**Provided text**
+++++

[Colloquium] REMINDER: Talks at TTIC: Yoav Artzi, University of Washington, Seattle

Dawn Ellis dellis at ttic.edu
Tue Mar 17 10:19:33 CDT 2015


When:     Wednesday, March 18, 2015 at 11am

Where:    TTIC, 6045 S Kenwood Avenue, 5th Floor, Room 526

Who:       Yoav Artzi, University of Washington, Seattle

Title:       Situated Learning and Understanding of Natural Language

Abstract:

Robust language understanding systems have the potential to transform how
we interact with computers. However, significant challenges in automated
reasoning and learning remain to be solved before we achieve this goal. To
accurately interpret user utterances, for example when instructing a robot,
a system must jointly reason about word meaning, grammatical structure,
conversation history and world state. Additionally, to learn without
prohibitive data annotation costs, systems must automatically make use of
weak, situated linguistic cues for autonomous language learning.

+++++

**Supplied data**
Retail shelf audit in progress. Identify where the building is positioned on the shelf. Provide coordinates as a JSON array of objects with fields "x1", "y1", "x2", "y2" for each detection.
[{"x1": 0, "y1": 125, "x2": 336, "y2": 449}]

+++++

**To-do list**
(a) Return the passage of the talk announcement between "Robust language understanding" and "autonomous language learning.", inclusive.
(b) Answer these questions from the talk announcement:
(i) In which room is the talk held?
(ii) What is the title of the talk?
(iii) To learn without prohibitive data annotation costs, what must systems automatically make use of?

**Solved problems**
(a)
Robust language understanding systems have the potential to transform how
we interact with computers. However, significant challenges in automated
reasoning and learning remain to be solved before we achieve this goal. To
accurately interpret user utterances, for example when instructing a robot,
a system must jointly reason about word meaning, grammatical structure,
conversation history and world state. Additionally, to learn without
prohibitive data annotation costs, systems must automatically make use of
weak, situated linguistic cues for autonomous language learning.

(b)
(i) Room 526, on the 5th floor of TTIC at 6045 S Kenwood Avenue.
(ii) Situated Learning and Understanding of Natural Language.
(iii) Weak, situated linguistic cues for autonomous language learning.